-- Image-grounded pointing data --
- - - - - - -
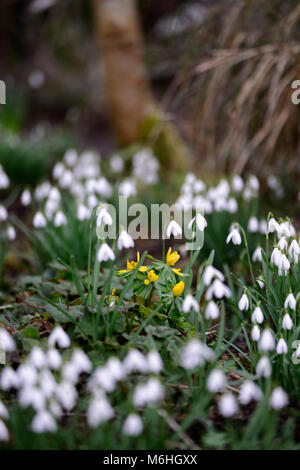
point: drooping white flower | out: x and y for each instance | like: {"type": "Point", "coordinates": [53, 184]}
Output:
{"type": "Point", "coordinates": [267, 341]}
{"type": "Point", "coordinates": [39, 220]}
{"type": "Point", "coordinates": [253, 225]}
{"type": "Point", "coordinates": [244, 302]}
{"type": "Point", "coordinates": [60, 219]}
{"type": "Point", "coordinates": [263, 367]}
{"type": "Point", "coordinates": [11, 233]}
{"type": "Point", "coordinates": [257, 315]}
{"type": "Point", "coordinates": [294, 251]}
{"type": "Point", "coordinates": [278, 399]}
{"type": "Point", "coordinates": [173, 229]}
{"type": "Point", "coordinates": [249, 391]}
{"type": "Point", "coordinates": [257, 255]}
{"type": "Point", "coordinates": [228, 405]}
{"type": "Point", "coordinates": [290, 301]}
{"type": "Point", "coordinates": [105, 253]}
{"type": "Point", "coordinates": [3, 411]}
{"type": "Point", "coordinates": [3, 213]}
{"type": "Point", "coordinates": [287, 322]}
{"type": "Point", "coordinates": [218, 290]}
{"type": "Point", "coordinates": [255, 333]}
{"type": "Point", "coordinates": [43, 422]}
{"type": "Point", "coordinates": [201, 222]}
{"type": "Point", "coordinates": [58, 337]}
{"type": "Point", "coordinates": [189, 304]}
{"type": "Point", "coordinates": [125, 240]}
{"type": "Point", "coordinates": [281, 347]}
{"type": "Point", "coordinates": [212, 311]}
{"type": "Point", "coordinates": [216, 381]}
{"type": "Point", "coordinates": [7, 344]}
{"type": "Point", "coordinates": [4, 434]}
{"type": "Point", "coordinates": [234, 236]}
{"type": "Point", "coordinates": [154, 361]}
{"type": "Point", "coordinates": [133, 425]}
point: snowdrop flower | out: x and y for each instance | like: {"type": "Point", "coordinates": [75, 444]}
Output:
{"type": "Point", "coordinates": [7, 344]}
{"type": "Point", "coordinates": [99, 411]}
{"type": "Point", "coordinates": [125, 240]}
{"type": "Point", "coordinates": [253, 224]}
{"type": "Point", "coordinates": [9, 379]}
{"type": "Point", "coordinates": [59, 337]}
{"type": "Point", "coordinates": [60, 219]}
{"type": "Point", "coordinates": [273, 226]}
{"type": "Point", "coordinates": [234, 236]}
{"type": "Point", "coordinates": [66, 395]}
{"type": "Point", "coordinates": [39, 220]}
{"type": "Point", "coordinates": [103, 216]}
{"type": "Point", "coordinates": [287, 322]}
{"type": "Point", "coordinates": [43, 422]}
{"type": "Point", "coordinates": [249, 391]}
{"type": "Point", "coordinates": [228, 405]}
{"type": "Point", "coordinates": [3, 213]}
{"type": "Point", "coordinates": [237, 184]}
{"type": "Point", "coordinates": [133, 425]}
{"type": "Point", "coordinates": [275, 256]}
{"type": "Point", "coordinates": [209, 273]}
{"type": "Point", "coordinates": [26, 197]}
{"type": "Point", "coordinates": [257, 255]}
{"type": "Point", "coordinates": [267, 341]}
{"type": "Point", "coordinates": [4, 434]}
{"type": "Point", "coordinates": [257, 315]}
{"type": "Point", "coordinates": [290, 301]}
{"type": "Point", "coordinates": [255, 333]}
{"type": "Point", "coordinates": [281, 347]}
{"type": "Point", "coordinates": [218, 290]}
{"type": "Point", "coordinates": [244, 302]}
{"type": "Point", "coordinates": [190, 303]}
{"type": "Point", "coordinates": [282, 244]}
{"type": "Point", "coordinates": [134, 361]}
{"type": "Point", "coordinates": [3, 411]}
{"type": "Point", "coordinates": [54, 360]}
{"type": "Point", "coordinates": [201, 222]}
{"type": "Point", "coordinates": [154, 361]}
{"type": "Point", "coordinates": [105, 253]}
{"type": "Point", "coordinates": [83, 212]}
{"type": "Point", "coordinates": [294, 251]}
{"type": "Point", "coordinates": [11, 233]}
{"type": "Point", "coordinates": [212, 311]}
{"type": "Point", "coordinates": [278, 399]}
{"type": "Point", "coordinates": [173, 229]}
{"type": "Point", "coordinates": [283, 265]}
{"type": "Point", "coordinates": [216, 381]}
{"type": "Point", "coordinates": [263, 367]}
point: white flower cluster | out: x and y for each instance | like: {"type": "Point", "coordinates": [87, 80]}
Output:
{"type": "Point", "coordinates": [48, 383]}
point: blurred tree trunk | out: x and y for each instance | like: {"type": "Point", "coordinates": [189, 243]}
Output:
{"type": "Point", "coordinates": [135, 114]}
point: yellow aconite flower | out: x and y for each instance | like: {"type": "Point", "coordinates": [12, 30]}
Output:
{"type": "Point", "coordinates": [178, 288]}
{"type": "Point", "coordinates": [152, 277]}
{"type": "Point", "coordinates": [172, 258]}
{"type": "Point", "coordinates": [131, 265]}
- - - - - - -
Show every line of the records above that contains the word "white".

-- Your solution --
point: drooping white flower | out: x and y for each instance | like: {"type": "Point", "coordinates": [53, 184]}
point: white flower cluster | out: x and y for each instance | like: {"type": "Point", "coordinates": [87, 80]}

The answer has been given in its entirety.